[Selected passage Boundary: Start]
Alex's research focuses on criminal law and criminal justice, sexuality, drugs, feminist and queer theory
I joined Goldsmiths from Royal Holloway, University of London, where I was a Senior Lecturer in Criminology and Law. My research interests include sex and sexuality, drug use and drug policy, criminal law and criminal justice, biotechnologies and biopolitics, feminist and queer theory.
Over the past few years my work has focused on the intersections of sexuality, cultures of drug use, and the law. I have recently completed a project funded by British Academy/Leverhulme Trust looking at the 'underground' use of psychedelics to manage sexual trauma in the context of a resurgence of research into the benefits of legalising psychedelics as therapeutic medicines. Before this, I led a wide-ranging project on the past, present and future of sex on drugs, funded by the Wellcome Trust.
I have been a Visiting Scholar at the Onati International Institute for the Sociology of Law and previously co-convened the gender, sexuality and law stream of the Socio-Legal Studies Association (SLSA).
[Selected passage Boundary: End]
[Given material Boundary: Start]
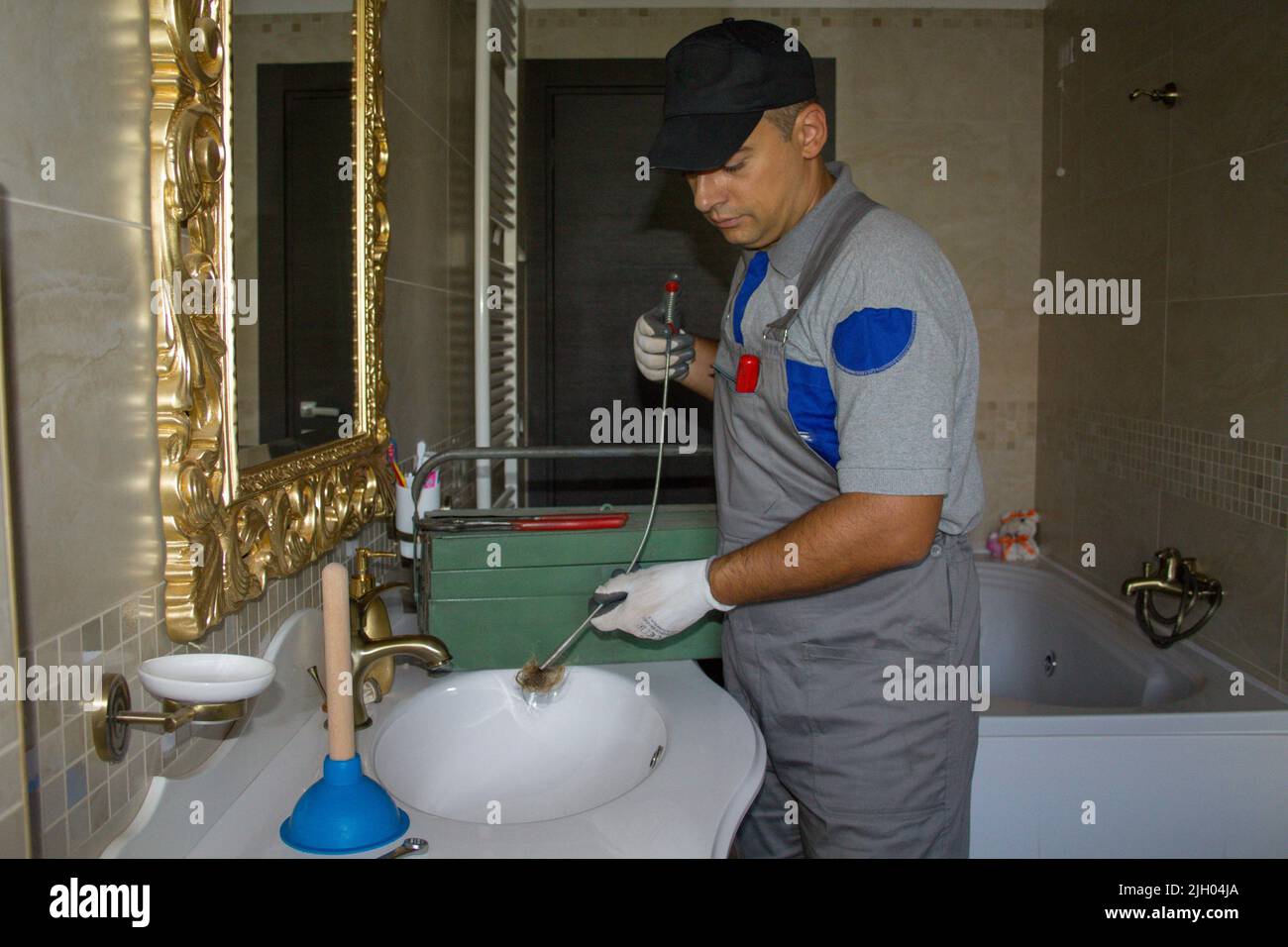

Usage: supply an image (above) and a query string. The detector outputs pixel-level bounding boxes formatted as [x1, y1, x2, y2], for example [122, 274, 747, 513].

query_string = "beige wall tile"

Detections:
[Given material Boundary: End]
• Tasks to carry out
**a.** Using the profile of Alex, decide whether each statement agrees with it. Answer yes or no for each, and quote the words that decide it.
(i) Before joining Goldsmiths, Alex was a Senior Lecturer at Royal Holloway, University of London.
(ii) The project on the underground use of psychedelics was funded by the Wellcome Trust.
(iii) Alex currently co-convenes the gender, sexuality and law stream of the Socio-Legal Studies Association.
**b.** Use the profile of Alex to answer these questions:
(i) In what subjects was Alex a Senior Lecturer at Royal Holloway?
(ii) What was the subject of the project Alex led before the psychedelics project?
(iii) At which institute was Alex a Visiting Scholar?
**c.** Continue the profile of Alex from its last sentence.

• Task results
**a.**
(i) Yes: "I joined Goldsmiths from Royal Holloway, University of London, where I was a Senior Lecturer in Criminology and Law."
(ii) No: "funded by British Academy/Leverhulme Trust"
(iii) No: "previously co-convened the gender, sexuality and law stream of the Socio-Legal Studies Association (SLSA)"

**b.**
(i) Criminology and Law
(ii) The past, present and future of sex on drugs
(iii) The Onati International Institute for the Sociology of Law

**c.**
Teaching and supervision
I warmly welcome inquiries from potential MPhil/PhD candidates interested in pursuing research in any of my areas of specialism.
I have supervised PhDs in a wide range of areas, including on the criminalisation of young people who 'sext'; HIV medicine use in Nigeria; sexual ethics, drugs and consent; pornography consumption and trangression; and the biopolitics of PrEP reluctance.
On the LLB I convene Criminal Law, co-convene Law of Tort, and teach on Gender, Sexualities and the Law, and the LLM module, Advanced Criminal Law and Criminal Justice.
My current principal interests are sexual cultures, cultures of drug use, and the intersections between the two before the law. I am particularly interested in the meanings we attach to sex-related drug use now and historically, intoxication, sobriety and the law, and the relationship between the effects of enhancement and repair.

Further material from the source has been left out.